<<<<

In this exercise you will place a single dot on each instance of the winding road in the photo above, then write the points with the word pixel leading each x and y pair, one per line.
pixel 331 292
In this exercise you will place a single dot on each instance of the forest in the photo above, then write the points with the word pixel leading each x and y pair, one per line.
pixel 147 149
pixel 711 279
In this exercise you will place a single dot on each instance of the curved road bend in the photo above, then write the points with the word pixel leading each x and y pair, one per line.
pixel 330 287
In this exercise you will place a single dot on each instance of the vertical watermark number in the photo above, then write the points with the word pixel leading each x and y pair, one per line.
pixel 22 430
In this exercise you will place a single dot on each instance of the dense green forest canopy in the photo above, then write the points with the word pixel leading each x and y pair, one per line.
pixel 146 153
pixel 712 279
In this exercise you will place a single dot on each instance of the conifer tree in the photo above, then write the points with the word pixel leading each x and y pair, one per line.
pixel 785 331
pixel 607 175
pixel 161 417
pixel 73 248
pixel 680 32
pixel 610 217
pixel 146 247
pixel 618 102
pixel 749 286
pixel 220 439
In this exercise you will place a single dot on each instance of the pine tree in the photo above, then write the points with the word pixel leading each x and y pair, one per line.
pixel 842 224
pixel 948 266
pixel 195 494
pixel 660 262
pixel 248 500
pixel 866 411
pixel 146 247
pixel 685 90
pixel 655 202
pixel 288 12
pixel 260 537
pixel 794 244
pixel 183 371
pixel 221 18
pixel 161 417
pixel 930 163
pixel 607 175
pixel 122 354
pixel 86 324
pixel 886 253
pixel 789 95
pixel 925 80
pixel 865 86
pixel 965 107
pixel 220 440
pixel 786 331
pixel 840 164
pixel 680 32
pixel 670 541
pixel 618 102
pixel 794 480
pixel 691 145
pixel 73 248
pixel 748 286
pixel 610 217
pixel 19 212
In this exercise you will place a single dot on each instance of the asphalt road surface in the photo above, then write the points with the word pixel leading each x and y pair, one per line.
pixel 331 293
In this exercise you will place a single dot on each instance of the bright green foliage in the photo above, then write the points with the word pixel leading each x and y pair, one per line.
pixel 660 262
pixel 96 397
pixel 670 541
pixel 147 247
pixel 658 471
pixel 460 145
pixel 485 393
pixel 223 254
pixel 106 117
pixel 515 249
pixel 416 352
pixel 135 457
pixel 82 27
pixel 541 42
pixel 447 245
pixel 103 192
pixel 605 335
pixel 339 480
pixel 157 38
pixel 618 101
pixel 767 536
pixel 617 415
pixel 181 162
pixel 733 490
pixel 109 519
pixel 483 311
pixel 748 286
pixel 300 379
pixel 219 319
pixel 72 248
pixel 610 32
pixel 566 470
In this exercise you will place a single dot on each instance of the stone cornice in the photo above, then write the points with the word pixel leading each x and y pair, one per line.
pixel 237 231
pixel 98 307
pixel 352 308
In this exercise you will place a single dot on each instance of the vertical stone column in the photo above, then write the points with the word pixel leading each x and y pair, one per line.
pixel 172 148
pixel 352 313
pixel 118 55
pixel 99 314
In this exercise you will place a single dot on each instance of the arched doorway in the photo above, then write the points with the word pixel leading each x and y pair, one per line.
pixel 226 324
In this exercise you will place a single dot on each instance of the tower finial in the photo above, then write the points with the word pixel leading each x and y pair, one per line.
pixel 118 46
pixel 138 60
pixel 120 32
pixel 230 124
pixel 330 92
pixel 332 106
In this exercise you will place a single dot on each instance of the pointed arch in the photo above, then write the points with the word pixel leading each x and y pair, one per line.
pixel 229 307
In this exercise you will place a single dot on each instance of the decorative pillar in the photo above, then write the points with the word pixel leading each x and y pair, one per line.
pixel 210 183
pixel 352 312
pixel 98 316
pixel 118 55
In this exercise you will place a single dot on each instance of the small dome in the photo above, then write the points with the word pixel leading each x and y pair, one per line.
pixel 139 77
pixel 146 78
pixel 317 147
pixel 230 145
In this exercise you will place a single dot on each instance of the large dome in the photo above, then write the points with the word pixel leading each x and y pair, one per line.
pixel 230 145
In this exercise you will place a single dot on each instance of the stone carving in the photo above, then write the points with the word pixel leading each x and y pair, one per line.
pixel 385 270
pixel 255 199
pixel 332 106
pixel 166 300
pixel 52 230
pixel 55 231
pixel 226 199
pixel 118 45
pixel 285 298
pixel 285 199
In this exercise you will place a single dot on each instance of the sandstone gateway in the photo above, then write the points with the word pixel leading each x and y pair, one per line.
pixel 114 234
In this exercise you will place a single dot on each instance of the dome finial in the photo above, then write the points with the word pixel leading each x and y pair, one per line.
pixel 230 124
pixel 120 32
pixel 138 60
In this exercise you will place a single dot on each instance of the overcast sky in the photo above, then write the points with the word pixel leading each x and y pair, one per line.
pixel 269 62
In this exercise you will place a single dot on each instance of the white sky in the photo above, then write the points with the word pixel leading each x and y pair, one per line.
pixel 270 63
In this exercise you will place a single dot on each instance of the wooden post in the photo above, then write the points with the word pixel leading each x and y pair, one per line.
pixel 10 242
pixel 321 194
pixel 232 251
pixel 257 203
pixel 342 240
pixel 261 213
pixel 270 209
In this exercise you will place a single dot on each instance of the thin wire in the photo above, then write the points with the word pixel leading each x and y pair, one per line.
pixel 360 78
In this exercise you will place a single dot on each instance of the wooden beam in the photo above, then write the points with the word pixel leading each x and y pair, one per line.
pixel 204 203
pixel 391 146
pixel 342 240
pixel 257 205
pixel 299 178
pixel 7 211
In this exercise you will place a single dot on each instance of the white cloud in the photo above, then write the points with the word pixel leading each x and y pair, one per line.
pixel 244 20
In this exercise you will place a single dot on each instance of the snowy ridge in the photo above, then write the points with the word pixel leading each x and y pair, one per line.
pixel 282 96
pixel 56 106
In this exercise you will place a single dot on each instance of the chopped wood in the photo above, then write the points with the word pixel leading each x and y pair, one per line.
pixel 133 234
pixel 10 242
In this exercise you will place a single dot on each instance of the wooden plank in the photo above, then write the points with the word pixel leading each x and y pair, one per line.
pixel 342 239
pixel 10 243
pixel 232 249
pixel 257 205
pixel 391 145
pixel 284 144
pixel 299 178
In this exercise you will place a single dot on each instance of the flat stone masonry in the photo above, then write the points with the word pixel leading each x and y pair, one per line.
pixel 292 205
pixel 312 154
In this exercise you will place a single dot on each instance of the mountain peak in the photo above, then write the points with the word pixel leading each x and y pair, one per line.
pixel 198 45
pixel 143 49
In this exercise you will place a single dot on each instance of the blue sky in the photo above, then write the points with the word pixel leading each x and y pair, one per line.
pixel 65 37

>>>>
<<<<

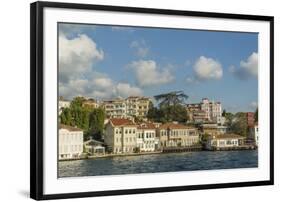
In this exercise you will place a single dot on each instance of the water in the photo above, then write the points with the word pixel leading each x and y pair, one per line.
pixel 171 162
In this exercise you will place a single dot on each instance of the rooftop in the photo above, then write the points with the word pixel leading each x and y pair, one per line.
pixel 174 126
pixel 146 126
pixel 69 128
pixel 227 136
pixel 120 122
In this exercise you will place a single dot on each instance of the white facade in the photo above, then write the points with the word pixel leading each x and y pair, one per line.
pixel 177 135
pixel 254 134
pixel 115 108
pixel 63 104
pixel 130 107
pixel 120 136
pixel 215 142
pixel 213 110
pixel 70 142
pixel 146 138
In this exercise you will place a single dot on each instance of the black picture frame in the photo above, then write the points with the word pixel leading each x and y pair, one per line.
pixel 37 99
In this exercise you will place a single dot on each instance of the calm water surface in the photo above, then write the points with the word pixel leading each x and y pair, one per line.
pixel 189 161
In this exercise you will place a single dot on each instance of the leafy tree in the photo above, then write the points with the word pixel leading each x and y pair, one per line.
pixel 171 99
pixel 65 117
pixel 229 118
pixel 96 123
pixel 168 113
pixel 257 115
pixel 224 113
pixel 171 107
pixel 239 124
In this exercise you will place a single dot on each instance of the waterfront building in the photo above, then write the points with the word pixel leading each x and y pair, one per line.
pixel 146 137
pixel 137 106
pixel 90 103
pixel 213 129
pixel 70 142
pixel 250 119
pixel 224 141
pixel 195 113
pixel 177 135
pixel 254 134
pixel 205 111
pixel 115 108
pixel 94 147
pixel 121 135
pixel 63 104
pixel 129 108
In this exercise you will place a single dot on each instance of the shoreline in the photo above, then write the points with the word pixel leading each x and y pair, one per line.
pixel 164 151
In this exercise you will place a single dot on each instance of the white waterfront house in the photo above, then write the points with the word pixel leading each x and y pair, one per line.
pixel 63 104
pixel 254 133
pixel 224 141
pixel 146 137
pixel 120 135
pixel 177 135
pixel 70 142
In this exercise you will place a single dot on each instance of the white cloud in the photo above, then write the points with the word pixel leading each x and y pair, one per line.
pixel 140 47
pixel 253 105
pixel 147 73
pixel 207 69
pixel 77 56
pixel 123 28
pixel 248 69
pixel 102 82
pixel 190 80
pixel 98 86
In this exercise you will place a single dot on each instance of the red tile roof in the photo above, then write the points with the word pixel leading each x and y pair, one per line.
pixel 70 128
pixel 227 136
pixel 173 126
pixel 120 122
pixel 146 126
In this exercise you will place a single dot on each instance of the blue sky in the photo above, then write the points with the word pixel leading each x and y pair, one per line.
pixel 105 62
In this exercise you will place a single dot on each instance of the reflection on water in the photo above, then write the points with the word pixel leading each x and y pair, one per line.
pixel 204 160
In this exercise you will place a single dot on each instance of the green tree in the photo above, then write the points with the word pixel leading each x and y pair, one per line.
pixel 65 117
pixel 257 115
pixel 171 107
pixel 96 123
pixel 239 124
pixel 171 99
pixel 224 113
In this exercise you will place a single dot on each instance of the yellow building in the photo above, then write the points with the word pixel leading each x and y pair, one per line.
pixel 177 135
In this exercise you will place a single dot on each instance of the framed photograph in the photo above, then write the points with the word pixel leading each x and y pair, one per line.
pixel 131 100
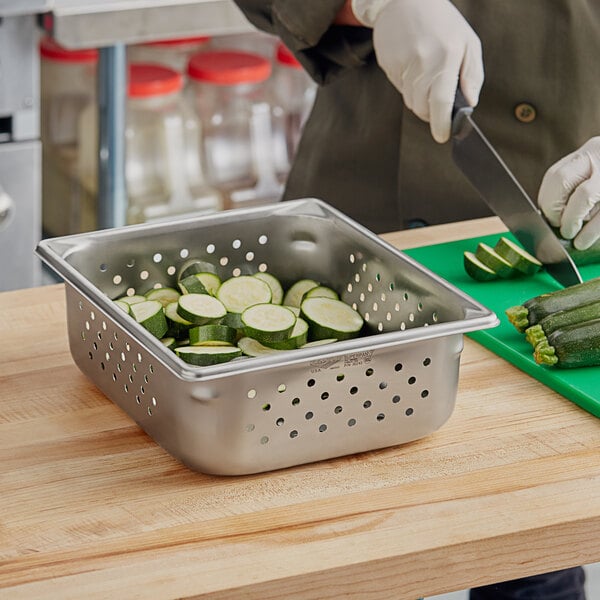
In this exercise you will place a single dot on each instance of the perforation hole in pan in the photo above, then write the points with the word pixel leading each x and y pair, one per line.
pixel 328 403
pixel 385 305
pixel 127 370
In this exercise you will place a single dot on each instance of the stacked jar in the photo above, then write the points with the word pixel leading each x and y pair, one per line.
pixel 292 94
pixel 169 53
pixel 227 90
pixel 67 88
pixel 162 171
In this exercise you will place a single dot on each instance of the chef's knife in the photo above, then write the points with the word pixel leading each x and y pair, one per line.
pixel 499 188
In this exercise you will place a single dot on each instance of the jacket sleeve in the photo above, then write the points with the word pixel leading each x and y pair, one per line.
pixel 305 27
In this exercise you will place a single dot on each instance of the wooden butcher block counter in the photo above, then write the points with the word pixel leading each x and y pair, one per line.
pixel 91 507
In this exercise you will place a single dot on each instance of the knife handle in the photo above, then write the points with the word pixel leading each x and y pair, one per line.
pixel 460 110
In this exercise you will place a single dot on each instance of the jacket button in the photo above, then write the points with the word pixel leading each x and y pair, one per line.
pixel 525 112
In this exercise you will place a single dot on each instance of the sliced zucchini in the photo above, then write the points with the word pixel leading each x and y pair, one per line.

>>>>
<<<<

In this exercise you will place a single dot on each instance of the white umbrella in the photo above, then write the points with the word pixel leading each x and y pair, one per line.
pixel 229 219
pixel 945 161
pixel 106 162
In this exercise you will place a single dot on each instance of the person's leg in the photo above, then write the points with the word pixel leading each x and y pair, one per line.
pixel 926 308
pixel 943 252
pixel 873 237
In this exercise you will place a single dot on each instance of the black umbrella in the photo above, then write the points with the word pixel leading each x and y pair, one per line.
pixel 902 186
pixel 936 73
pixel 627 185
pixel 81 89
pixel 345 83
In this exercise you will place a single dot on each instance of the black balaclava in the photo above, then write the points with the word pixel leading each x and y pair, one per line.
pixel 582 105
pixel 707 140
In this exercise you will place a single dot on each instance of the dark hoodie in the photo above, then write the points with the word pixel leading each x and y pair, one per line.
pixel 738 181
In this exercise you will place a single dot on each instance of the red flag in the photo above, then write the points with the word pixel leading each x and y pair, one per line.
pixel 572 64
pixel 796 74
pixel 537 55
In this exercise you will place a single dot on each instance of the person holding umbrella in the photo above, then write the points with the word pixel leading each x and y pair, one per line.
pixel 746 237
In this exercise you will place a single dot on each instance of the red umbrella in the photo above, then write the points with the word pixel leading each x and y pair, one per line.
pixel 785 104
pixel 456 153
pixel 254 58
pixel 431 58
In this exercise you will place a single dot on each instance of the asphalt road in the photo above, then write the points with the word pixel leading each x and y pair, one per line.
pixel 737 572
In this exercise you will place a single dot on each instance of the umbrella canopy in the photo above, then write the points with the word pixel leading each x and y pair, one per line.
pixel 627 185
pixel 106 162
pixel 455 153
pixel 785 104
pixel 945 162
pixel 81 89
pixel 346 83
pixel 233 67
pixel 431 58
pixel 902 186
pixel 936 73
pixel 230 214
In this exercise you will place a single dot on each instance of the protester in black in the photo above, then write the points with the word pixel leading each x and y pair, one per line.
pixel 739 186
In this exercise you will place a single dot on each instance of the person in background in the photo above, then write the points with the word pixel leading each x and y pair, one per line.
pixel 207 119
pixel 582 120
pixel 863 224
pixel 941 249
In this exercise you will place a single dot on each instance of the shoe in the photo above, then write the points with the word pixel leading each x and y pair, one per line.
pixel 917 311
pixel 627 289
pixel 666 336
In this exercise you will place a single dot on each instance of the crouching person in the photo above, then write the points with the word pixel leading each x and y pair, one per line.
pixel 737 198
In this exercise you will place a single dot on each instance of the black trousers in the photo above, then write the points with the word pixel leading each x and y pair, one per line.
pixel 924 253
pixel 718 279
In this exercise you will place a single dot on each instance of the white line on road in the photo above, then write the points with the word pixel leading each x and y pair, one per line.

>>>>

DO THIS:
Reproduce without change everything from the line containing "of the chef's" down to the line containing "pixel 499 188", both of those lines included.

RESPONSE:
In this exercise you will place a single dot on each instance of the chef's knife in the photo above, then write the points with the word pixel leading each x and y pair, one per line.
pixel 499 188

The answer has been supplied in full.